EXERCISE INSTRUCTIONS: Please copy each of the items below word for word, line by line.

# DATA TO PROCESS start

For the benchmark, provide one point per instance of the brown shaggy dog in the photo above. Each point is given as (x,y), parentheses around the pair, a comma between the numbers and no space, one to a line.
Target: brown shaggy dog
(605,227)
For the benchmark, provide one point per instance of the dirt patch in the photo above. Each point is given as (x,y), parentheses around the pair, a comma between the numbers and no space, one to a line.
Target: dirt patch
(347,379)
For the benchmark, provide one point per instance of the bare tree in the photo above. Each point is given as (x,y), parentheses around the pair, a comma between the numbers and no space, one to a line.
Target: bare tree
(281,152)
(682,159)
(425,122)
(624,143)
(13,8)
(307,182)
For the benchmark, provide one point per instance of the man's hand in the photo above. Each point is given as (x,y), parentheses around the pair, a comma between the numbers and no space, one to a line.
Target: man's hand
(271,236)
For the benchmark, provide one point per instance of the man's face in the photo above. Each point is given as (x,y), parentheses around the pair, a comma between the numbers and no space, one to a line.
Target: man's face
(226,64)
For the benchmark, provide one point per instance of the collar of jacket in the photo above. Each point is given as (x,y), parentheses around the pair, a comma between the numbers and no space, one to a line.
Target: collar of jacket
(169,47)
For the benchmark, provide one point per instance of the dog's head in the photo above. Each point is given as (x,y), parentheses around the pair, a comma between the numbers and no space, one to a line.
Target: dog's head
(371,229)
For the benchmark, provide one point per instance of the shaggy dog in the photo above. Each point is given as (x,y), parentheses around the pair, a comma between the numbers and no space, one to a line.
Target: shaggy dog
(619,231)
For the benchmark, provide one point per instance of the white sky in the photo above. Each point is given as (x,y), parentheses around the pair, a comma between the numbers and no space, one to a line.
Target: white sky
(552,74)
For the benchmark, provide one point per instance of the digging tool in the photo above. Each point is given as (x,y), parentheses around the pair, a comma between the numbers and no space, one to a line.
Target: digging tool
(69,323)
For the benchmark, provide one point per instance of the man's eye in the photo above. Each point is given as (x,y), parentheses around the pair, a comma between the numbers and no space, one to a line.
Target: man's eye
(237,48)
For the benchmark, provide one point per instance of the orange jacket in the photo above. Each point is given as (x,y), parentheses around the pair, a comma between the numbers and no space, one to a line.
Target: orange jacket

# DATA TO PROCESS end

TASK OUTPUT:
For the benchmark, provide one point per instance of the brown shaggy dog in the photo above. Each point is given as (x,y), parentheses around the pair, a comma between the numbers and no space, one to a line.
Target: brown shaggy dog
(605,227)
For the benchmark, provide one point per instance of the dirt patch in the photo above. Each point is given as (x,y), parentheses around the pair, a comma between the numbers and no space, one to a line.
Target: dirt patch
(347,379)
For the benchmark, provide one point per instance of the bare tree in the photo above. Each point is given as (x,y), parentheses around the pair, a comma between the numbers and no space, one to a line.
Target: bare tree
(281,152)
(682,159)
(425,122)
(624,143)
(13,8)
(307,182)
For the benchmark, provide one point per instance of the man's hand in the photo above. Each point is given as (x,y), parentheses around the pair, a comma between the numbers and no space, one to a line.
Target: man's hand
(271,236)
For the benchmark, provide one point per instance of the man's face in the photo above. Each point is given as (x,y), parentheses around the pair, a comma between the numbers and no space, one to a line.
Target: man's face
(226,64)
For the benchmark, provide one point per instance of the collar of jacket in the photo above. Each point is given as (x,y), parentheses around the pair, a comma between the numbers and no space, one to a line.
Target: collar of jacket
(169,47)
For the benchmark, provide one point per instance of the dog's head in the photo above. Each point is given as (x,y), parentheses around the pair, a comma between the numbers and no space, one to a line.
Target: dog's head
(371,229)
For the benchmark, provide one point per instance of the shaggy dog in the photo above. Each point is given as (x,y), parentheses around the pair, a comma between the numbers and no space, one to a line.
Target: shaggy dog
(619,231)
For the benchmark, provide one point per instance of the white sky in the photo above. Each point is given as (x,y), parentheses around the pair, a comma between the numbers and no space, one to a line.
Target: white sky
(552,74)
For the benchmark, provide one point per instance of the digging tool in the photo above. Each point is given as (x,y), parentheses around the pair, a comma between the numbers and no space, one to a line.
Target: digging tool
(69,323)
For the benchmark, provide one point per instance of the man's eye in the photo above. Each point is given as (x,y), parentheses around the pair, a comma between the numbers and no space, one to a line.
Target: man's eye
(237,48)
For the benchmark, provide one point per instance of the orange jacket in the photo above. Each point is given as (x,y), parentheses around the pair, a comma between the numbers and no space, one to a line.
Target: orange jacket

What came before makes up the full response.